▶ _DOCUMENT TEXT_
* START *
Streaming responses using ring

This response is too big to wait until it is all generated to send back. The response time for the client is bad. Can we start sending some it earlier?

I needed to send a large list of files to a browser and have it show a directory tree. The response time of trying to generate the entire list was simply too slow. The user would click in their browser and wait.. and wait.. It was not a good user experience. Luckily, I could use streaming responses to start sending data as soon as a small portion was ready.

Ring streaming at the lowest level, InputStreams and OutputStreams

The lowest level way is to send a ring response with a :body of type java.io.InputStream. An InputStream is designed to have data read from it, which makes putting data in require a bit of book keeping. However, ring provides ring.util.io/piped-input-stream which handles this book keeping and provides a OutputStream for your use. An OutputStream is designed to have input placed into it, and works with functions like clojure.core/spit. It is one of the lower level io abstractions in java, and works at the byte level.

However, many libraries will want something that understands more than bytes. For example, clojure.data.xml'sclojure.data.xml/emit and cheshire's chesire.core/generate-stream both expect a java.io.Writer. A Writer is able to work at the Character and String level. Clojure provides a function clojure.java.io/writer to convert an OutputStream into a Writer.

With piped-input-stream and writer we can start putting together a streaming response. Imagine we hava a function directory-list which will return a xml response, such as from clojure.data.xml/parse. We'd prefer not to have the entire parse structure and a string for the response in memory due to space and time constraint.
* END *
▶ _DATA_
* START *
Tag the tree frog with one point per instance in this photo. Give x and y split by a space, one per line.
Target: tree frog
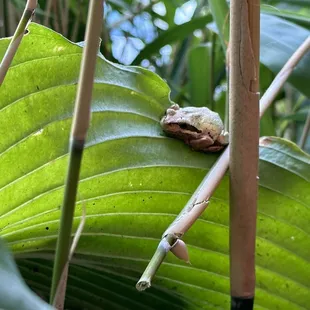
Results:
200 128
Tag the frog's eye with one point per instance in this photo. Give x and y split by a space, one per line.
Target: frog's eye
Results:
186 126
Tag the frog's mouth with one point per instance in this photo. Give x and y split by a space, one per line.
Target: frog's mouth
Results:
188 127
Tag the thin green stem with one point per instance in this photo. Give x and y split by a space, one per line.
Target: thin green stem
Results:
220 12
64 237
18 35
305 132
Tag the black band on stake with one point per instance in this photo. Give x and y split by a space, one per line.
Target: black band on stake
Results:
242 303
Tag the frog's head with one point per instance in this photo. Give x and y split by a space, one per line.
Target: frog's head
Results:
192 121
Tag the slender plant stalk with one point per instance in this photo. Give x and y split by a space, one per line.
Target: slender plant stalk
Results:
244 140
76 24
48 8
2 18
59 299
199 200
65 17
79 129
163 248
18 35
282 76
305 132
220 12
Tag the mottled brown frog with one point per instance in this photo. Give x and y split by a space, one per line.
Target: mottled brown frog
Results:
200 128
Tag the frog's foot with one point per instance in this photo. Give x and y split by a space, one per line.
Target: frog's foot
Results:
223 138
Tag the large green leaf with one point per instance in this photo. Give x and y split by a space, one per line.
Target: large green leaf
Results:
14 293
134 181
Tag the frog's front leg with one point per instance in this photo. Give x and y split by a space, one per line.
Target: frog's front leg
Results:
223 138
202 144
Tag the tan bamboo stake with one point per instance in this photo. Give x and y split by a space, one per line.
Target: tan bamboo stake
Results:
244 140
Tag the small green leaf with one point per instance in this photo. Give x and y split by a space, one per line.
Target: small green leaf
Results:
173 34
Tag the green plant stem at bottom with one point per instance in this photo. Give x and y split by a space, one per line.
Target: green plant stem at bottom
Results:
* END *
* START *
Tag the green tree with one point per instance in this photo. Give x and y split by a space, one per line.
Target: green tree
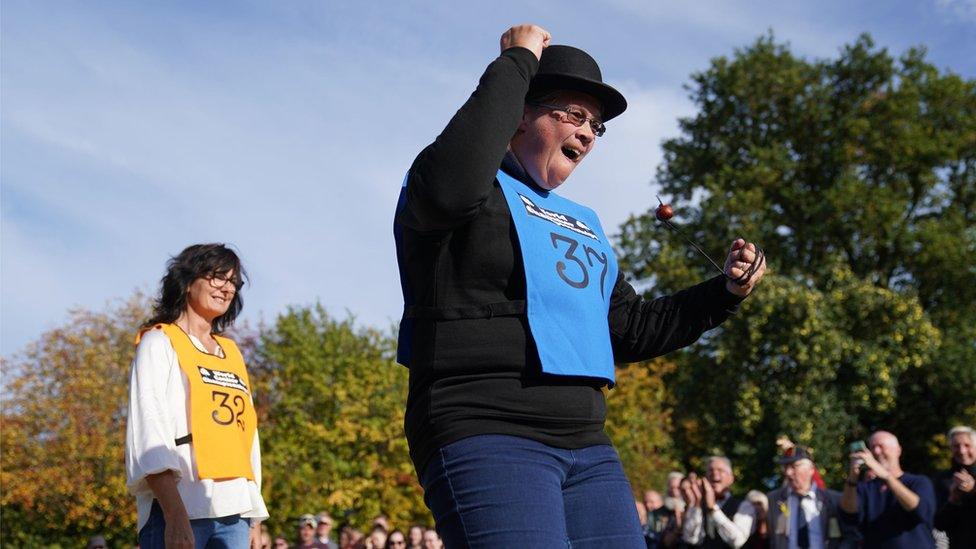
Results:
* END *
Using the page on streaming responses with ring, say yes or no for each statement and quote the words of the page that decide it. 1. Ring's piped-input-stream supplies an OutputStream for your use. 2. An OutputStream works at the Character and String level. 3. The function clojure.java.io/writer turns a Writer into an OutputStream.

1. Yes: "ring provides ring.util.io/piped-input-stream which handles this book keeping and provides a OutputStream for your use."
2. No: "It is one of the lower level io abstractions in java, and works at the byte level."
3. No: "Clojure provides a function clojure.java.io/writer to convert an OutputStream into a Writer."